→ **What needs to be done**
Present the lines from the one containing "Q: Can you identify the white" through the one containing "231;135;298;322", both included, as a numbered list, omitting any blank lines.
★ ★ ★ ★ ★ ★ ★
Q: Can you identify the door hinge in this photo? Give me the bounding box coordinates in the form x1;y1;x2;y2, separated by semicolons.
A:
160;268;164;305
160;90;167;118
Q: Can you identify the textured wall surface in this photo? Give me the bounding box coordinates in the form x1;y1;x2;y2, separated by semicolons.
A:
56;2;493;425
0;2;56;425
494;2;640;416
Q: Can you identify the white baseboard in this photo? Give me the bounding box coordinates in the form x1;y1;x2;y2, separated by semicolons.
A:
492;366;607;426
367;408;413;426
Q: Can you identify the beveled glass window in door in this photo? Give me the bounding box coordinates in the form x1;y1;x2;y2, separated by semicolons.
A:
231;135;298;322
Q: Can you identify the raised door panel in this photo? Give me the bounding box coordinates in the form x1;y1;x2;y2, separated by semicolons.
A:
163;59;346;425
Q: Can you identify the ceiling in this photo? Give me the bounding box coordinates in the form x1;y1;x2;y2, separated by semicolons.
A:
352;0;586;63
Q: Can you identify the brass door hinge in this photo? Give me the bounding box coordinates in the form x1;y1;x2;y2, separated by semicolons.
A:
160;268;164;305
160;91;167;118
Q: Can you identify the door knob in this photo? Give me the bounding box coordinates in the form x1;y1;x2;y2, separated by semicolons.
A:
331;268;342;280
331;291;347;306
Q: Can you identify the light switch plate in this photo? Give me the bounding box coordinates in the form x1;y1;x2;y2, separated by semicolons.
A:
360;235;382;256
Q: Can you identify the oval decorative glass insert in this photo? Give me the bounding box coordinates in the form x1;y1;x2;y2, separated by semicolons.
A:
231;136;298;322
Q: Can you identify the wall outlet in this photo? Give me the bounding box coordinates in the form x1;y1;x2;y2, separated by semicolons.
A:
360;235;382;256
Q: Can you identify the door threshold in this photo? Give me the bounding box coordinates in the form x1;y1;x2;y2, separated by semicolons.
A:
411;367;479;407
★ ★ ★ ★ ★ ★ ★
→ **The reply**
1. Q: Can you identify the white baseboard in this photo? Give me the bounding box coordinates in the form x1;y1;x2;y2, separated by semicolons.
2. A:
3. 492;366;607;426
4. 367;408;413;426
5. Q: Can you identify the beveled glass window in door in this photo? Give me the bounding box coordinates in the form x1;y1;x2;y2, separated by semicolons.
6. A:
7. 231;135;298;322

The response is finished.